PROMPT: Each record below should be repeated precisely as written.

Coordinate annotation entries:
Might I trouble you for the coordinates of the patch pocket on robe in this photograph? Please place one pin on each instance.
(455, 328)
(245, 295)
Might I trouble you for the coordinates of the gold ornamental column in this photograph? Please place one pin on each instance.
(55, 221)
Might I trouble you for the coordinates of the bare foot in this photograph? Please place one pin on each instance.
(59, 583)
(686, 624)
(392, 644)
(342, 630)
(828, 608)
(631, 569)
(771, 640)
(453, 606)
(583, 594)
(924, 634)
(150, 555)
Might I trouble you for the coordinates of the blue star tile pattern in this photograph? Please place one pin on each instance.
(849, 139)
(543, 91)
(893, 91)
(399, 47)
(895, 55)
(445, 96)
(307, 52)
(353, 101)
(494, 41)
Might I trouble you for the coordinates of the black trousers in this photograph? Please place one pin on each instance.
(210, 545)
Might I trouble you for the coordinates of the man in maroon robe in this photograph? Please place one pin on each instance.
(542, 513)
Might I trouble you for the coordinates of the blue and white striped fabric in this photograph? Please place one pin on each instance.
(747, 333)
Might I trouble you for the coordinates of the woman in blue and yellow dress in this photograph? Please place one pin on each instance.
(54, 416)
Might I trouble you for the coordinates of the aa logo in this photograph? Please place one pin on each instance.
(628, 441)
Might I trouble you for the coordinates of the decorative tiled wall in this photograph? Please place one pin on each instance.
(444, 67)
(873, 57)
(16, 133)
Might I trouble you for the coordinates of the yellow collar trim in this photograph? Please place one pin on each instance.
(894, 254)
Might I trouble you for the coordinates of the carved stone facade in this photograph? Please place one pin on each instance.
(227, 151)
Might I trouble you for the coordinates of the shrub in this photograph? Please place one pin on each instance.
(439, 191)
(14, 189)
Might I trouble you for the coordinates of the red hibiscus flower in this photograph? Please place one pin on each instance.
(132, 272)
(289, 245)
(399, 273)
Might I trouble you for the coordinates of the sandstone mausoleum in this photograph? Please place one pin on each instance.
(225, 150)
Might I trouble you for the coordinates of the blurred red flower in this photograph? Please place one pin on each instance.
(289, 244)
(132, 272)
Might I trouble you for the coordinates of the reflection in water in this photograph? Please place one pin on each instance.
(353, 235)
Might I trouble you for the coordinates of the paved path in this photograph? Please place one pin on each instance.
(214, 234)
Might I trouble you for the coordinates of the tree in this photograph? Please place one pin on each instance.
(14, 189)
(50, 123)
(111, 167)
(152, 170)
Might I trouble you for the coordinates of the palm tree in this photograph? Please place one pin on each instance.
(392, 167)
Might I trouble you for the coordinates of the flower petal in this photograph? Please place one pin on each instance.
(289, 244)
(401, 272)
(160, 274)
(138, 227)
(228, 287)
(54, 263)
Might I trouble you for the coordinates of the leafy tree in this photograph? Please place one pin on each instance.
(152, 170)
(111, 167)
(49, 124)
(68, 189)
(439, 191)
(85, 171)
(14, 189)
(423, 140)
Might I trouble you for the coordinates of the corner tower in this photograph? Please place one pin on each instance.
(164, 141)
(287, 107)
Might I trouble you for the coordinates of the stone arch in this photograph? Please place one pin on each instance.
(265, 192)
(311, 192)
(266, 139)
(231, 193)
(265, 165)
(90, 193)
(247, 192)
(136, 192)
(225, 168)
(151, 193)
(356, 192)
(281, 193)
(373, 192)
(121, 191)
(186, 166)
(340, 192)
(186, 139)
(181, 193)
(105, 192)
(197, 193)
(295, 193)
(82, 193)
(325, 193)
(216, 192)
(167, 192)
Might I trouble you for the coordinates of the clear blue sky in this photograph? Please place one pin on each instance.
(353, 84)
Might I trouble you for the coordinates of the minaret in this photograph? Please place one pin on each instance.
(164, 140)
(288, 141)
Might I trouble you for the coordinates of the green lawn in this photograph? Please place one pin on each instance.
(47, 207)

RESPONSE BELOW:
Might I trouble you for the coordinates of the patch pocket on robe in this photograph? Please place one pin on each instance.
(455, 328)
(245, 295)
Might I trouble you for the coordinates of the gold ornamental column in this photograph? Please place one pin on each instance.
(55, 221)
Might I trouble you for the coordinates of the bare foot in this photograph? Please place one pin on each instance.
(59, 583)
(686, 624)
(392, 644)
(342, 630)
(828, 608)
(631, 569)
(771, 640)
(453, 606)
(583, 594)
(924, 634)
(150, 555)
Might I trouble you for the coordinates of the blue star tile pattern in this photograph? Please place one pin on each instance.
(849, 139)
(543, 91)
(893, 91)
(399, 47)
(895, 55)
(445, 96)
(307, 52)
(353, 101)
(494, 41)
Might I trouble you for the coordinates of the black trousers in this photograph? Please place one pin on each instance.
(210, 545)
Might I trouble you for the coordinates of the man in maroon robe in this photograph? Please place one pin on each instance.
(542, 513)
Might I trouble you for the coordinates of the blue and white striped fabric in this photograph? Please place one pin on each instance.
(747, 333)
Might I trouble you for the coordinates of the woman in blue and yellow dress in this photograph? Please place one pin on each instance.
(54, 416)
Might I trouble you for the coordinates of the aa logo in this photograph? Please place one pin on each instance.
(628, 441)
Might I trouble you for the coordinates of the decorative tiled wall in this photograph? Please place one pin on each instance.
(444, 67)
(873, 57)
(16, 133)
Might I trouble you for the coordinates of the yellow collar trim in this photograph? Please place one pin on each instance.
(894, 254)
Might I trouble you for the coordinates of the carved stone facade in this photograph? Please place one pin on each instance.
(227, 151)
Might I trouble you for the coordinates of the shrub in this photograph? Please place one pin on each instance.
(439, 191)
(14, 189)
Might I trouble you for the coordinates of the red hibiscus flower in this photograph? Please place one pin on each instance.
(132, 272)
(289, 245)
(399, 273)
Might I trouble you for the coordinates of the sandstone mausoleum in this photograph? Please place one pin on each instance.
(225, 150)
Might I trouble you for the coordinates of the blurred red flower in this photograph? Please place one pin on each instance.
(289, 244)
(132, 272)
Might I trouble you for the coordinates of the reflection in water in this photograph? Please place one pin on each instance.
(353, 235)
Might I trouble you for the coordinates of the paved path in this photograph? Please place one pin on each instance.
(214, 234)
Might I trouble you for the coordinates of the tree in this photograph? Please place one pin on each instance.
(14, 189)
(50, 123)
(111, 167)
(152, 170)
Might I trouble you for the coordinates of the palm tree in this photograph? Please place one pin on each instance.
(392, 167)
Might I trouble you for the coordinates of the flower petal in this photograph? Please place one pin on each instance.
(289, 244)
(401, 272)
(160, 274)
(138, 227)
(228, 287)
(54, 263)
Might I trouble you for the coordinates of the leafy tree in this photograph? Please place one pin on each instance.
(152, 170)
(111, 167)
(49, 124)
(68, 189)
(439, 191)
(85, 171)
(14, 189)
(423, 140)
Might I trouble you for the coordinates of the corner tower in this photograph? Please place one pin on each instance.
(164, 141)
(287, 107)
Might I trouble you for the coordinates of the stone arch in this photograph? Please place one pin on each instance.
(265, 192)
(311, 192)
(266, 139)
(231, 193)
(265, 165)
(90, 193)
(247, 192)
(136, 192)
(225, 168)
(151, 193)
(356, 192)
(281, 193)
(373, 192)
(121, 191)
(186, 166)
(340, 192)
(186, 139)
(181, 193)
(105, 192)
(197, 193)
(295, 193)
(82, 193)
(325, 193)
(216, 192)
(167, 192)
Might I trouble you for the coordinates of the clear blue sky in this photograph? Please place one pin on each instance.
(353, 84)
Might I trouble you for the coordinates of the minaret in this photograph? Please place one pin on each instance.
(164, 140)
(288, 141)
Might I trouble you for the coordinates of the green lawn in this photograph? Please place one pin on each instance.
(47, 207)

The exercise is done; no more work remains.